*** Material
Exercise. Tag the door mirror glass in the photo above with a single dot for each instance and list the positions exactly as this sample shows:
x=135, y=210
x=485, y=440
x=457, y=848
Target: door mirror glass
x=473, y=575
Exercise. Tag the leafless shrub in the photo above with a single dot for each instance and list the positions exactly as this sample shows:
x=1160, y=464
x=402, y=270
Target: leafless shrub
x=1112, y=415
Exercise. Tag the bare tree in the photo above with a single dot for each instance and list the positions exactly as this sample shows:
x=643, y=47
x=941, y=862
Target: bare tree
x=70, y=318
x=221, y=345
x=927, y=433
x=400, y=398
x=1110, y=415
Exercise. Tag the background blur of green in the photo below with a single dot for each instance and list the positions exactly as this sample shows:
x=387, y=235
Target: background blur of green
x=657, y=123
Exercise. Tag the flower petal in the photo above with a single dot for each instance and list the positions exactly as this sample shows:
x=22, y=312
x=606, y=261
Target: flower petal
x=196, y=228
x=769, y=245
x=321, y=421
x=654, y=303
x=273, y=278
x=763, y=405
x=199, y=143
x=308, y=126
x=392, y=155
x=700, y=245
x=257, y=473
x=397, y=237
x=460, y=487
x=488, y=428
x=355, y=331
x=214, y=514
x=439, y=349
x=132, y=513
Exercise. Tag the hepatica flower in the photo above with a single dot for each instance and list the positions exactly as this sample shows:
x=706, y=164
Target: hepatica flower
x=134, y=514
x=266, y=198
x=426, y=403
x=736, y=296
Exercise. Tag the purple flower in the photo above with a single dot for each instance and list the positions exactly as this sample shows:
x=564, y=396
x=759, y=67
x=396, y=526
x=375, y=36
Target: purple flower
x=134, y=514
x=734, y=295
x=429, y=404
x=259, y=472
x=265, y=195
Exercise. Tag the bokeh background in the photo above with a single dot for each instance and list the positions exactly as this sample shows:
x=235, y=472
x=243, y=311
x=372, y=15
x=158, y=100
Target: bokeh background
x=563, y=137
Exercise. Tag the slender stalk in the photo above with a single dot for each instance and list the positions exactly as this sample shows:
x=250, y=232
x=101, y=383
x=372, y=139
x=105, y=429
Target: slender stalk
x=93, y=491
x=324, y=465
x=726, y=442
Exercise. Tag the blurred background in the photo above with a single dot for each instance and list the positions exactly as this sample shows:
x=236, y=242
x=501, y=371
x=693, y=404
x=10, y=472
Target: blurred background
******
• _Instructions for the task_
Copy every one of the records above, line for line, with no changes.

• _Task answer_
Exercise. Tag the door mirror glass in the photo above with a single dot for each instance and list the positions exactly as this sample shows:
x=135, y=210
x=485, y=440
x=457, y=848
Target: door mirror glass
x=473, y=575
Exercise. Tag the leafless shrub in the photo above with a single dot for each instance and list the positions exactly as this sample shows:
x=1160, y=464
x=402, y=270
Target: leafless shrub
x=1112, y=415
Exercise. Tag the bare tree in the photo above with a single dot for each instance and list the positions exactly as this sample shows:
x=643, y=47
x=941, y=862
Target: bare tree
x=70, y=318
x=221, y=345
x=927, y=433
x=400, y=398
x=1110, y=415
Exercise. Tag the background blur of green in the photo below with a single dot for each instance and list the positions exactly as this sample shows:
x=387, y=235
Target: background blur of green
x=657, y=123
Exercise. Tag the flower petal in the photo above with a single dot for each instance and list the positions exactly as this sample shows:
x=22, y=312
x=606, y=261
Target: flower petal
x=196, y=228
x=769, y=245
x=321, y=421
x=654, y=303
x=273, y=278
x=763, y=405
x=199, y=143
x=308, y=126
x=392, y=155
x=700, y=245
x=257, y=473
x=397, y=237
x=460, y=487
x=488, y=428
x=355, y=331
x=214, y=514
x=439, y=349
x=132, y=513
Exercise. Tag the hepatica flower in the photo above with a single dot for each instance and list the positions exactly as this sample shows:
x=706, y=164
Target: hepatica flower
x=134, y=514
x=266, y=198
x=426, y=403
x=736, y=296
Exercise. Tag the purple flower in the photo above with a single dot for each instance and list the positions exactly as this sample shows:
x=564, y=396
x=759, y=67
x=396, y=526
x=375, y=36
Target: purple flower
x=134, y=514
x=734, y=295
x=429, y=404
x=259, y=472
x=265, y=195
Exercise. Tag the bokeh background in the photo above with a single dot for each instance and list the positions exactly as this sample shows:
x=235, y=472
x=243, y=311
x=372, y=15
x=158, y=100
Target: bokeh background
x=563, y=137
Exercise. Tag the slender stalk in the photo above with a single dot for each instance and list the positions exactly as this sample shows:
x=250, y=232
x=101, y=383
x=372, y=139
x=105, y=429
Target: slender stalk
x=93, y=491
x=324, y=465
x=726, y=442
Exercise. Tag the blurred background in the photo above with a single dot for each instance and list the positions exactly as this sample shows:
x=236, y=242
x=501, y=371
x=693, y=404
x=10, y=472
Target: blurred background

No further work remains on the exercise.